** Aim of the task **
Copy out the material below word for word, leaving the pictures out.

Dataset items
======

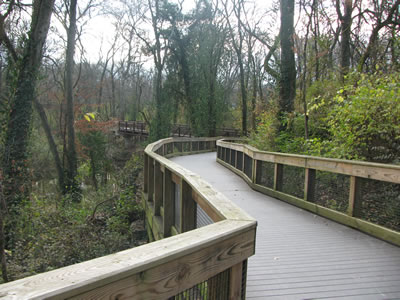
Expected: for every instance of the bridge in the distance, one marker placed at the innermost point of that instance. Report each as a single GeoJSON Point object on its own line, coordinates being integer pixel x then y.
{"type": "Point", "coordinates": [140, 128]}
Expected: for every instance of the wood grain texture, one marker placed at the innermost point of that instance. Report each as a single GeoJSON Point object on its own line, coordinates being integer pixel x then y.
{"type": "Point", "coordinates": [231, 236]}
{"type": "Point", "coordinates": [377, 171]}
{"type": "Point", "coordinates": [380, 232]}
{"type": "Point", "coordinates": [178, 275]}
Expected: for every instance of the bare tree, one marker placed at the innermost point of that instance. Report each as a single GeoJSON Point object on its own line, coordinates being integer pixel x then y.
{"type": "Point", "coordinates": [288, 66]}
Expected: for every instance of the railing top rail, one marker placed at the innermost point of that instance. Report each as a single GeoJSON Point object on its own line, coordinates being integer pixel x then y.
{"type": "Point", "coordinates": [221, 205]}
{"type": "Point", "coordinates": [377, 171]}
{"type": "Point", "coordinates": [79, 278]}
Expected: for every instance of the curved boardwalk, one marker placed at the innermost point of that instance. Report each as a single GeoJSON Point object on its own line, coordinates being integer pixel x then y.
{"type": "Point", "coordinates": [300, 255]}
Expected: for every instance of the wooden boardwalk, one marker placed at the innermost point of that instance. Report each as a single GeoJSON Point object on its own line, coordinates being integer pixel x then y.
{"type": "Point", "coordinates": [300, 255]}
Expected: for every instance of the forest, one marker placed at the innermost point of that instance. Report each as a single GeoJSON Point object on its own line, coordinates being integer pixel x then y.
{"type": "Point", "coordinates": [309, 77]}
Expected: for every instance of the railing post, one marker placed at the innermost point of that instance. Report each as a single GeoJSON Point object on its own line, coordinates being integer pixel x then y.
{"type": "Point", "coordinates": [278, 177]}
{"type": "Point", "coordinates": [354, 209]}
{"type": "Point", "coordinates": [151, 179]}
{"type": "Point", "coordinates": [158, 188]}
{"type": "Point", "coordinates": [253, 170]}
{"type": "Point", "coordinates": [146, 173]}
{"type": "Point", "coordinates": [258, 171]}
{"type": "Point", "coordinates": [188, 208]}
{"type": "Point", "coordinates": [309, 185]}
{"type": "Point", "coordinates": [235, 282]}
{"type": "Point", "coordinates": [168, 203]}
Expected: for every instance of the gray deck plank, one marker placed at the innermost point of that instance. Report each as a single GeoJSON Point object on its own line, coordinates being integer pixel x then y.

======

** Correct result **
Expected: for every instance of the bridge in the distance, one marker placed at the innermost point of that instance. Report each as a single GeoJSON Point object on its own line, coordinates being integer pixel x then y.
{"type": "Point", "coordinates": [140, 128]}
Expected: for every instance of the wood grain texture, one marker placed at the innermost point of that instance. Report each as a single GeoJSON Point object on its own line, coordinates being integer pixel x then y.
{"type": "Point", "coordinates": [231, 236]}
{"type": "Point", "coordinates": [377, 171]}
{"type": "Point", "coordinates": [380, 232]}
{"type": "Point", "coordinates": [178, 275]}
Expected: for every instance of the bare tree, one marker placed at the innermost point of that instance. Report each as a single GeoJSON Point object on its own line, coordinates being integer pixel x then y.
{"type": "Point", "coordinates": [288, 66]}
Expected: for every instance of the railing top rail, one marker placed at the innermost point of that instance. Report each as a single GeoJSON Point object on its own line, coordinates being integer pixel x then y.
{"type": "Point", "coordinates": [221, 205]}
{"type": "Point", "coordinates": [377, 171]}
{"type": "Point", "coordinates": [79, 278]}
Expected: for every instance of the curved boardwalk, one marker placed at the innermost point of that instance. Report each as a single GeoJSON Point object on its own line, coordinates being integer pixel x then y.
{"type": "Point", "coordinates": [300, 255]}
Expected: for every instance of the wooden boardwalk, one marker placed at the innermost point of that instance. Report each as a single GeoJSON Point object on its own line, coordinates being integer pixel x then y.
{"type": "Point", "coordinates": [300, 255]}
Expected: for every instance of the forest, one marker placed at the innermost point of that instance. Report each as a single GeoJSON Point object on its own line, coordinates being integer pixel x then y.
{"type": "Point", "coordinates": [309, 77]}
Expected: for every instance of the railing post, one marker placed at the innermost point of that instance. Report each as a single GeoJSON Point object on its own line, coordinates being integer pixel x then y.
{"type": "Point", "coordinates": [278, 177]}
{"type": "Point", "coordinates": [354, 209]}
{"type": "Point", "coordinates": [151, 179]}
{"type": "Point", "coordinates": [158, 188]}
{"type": "Point", "coordinates": [253, 170]}
{"type": "Point", "coordinates": [146, 173]}
{"type": "Point", "coordinates": [258, 171]}
{"type": "Point", "coordinates": [188, 208]}
{"type": "Point", "coordinates": [309, 185]}
{"type": "Point", "coordinates": [235, 282]}
{"type": "Point", "coordinates": [168, 203]}
Expected: for every instance of the gray deck plank, one marker placed at the innermost point of that instance. Report each as a single GeoJSON Point object on its own line, coordinates being integer pixel x then y.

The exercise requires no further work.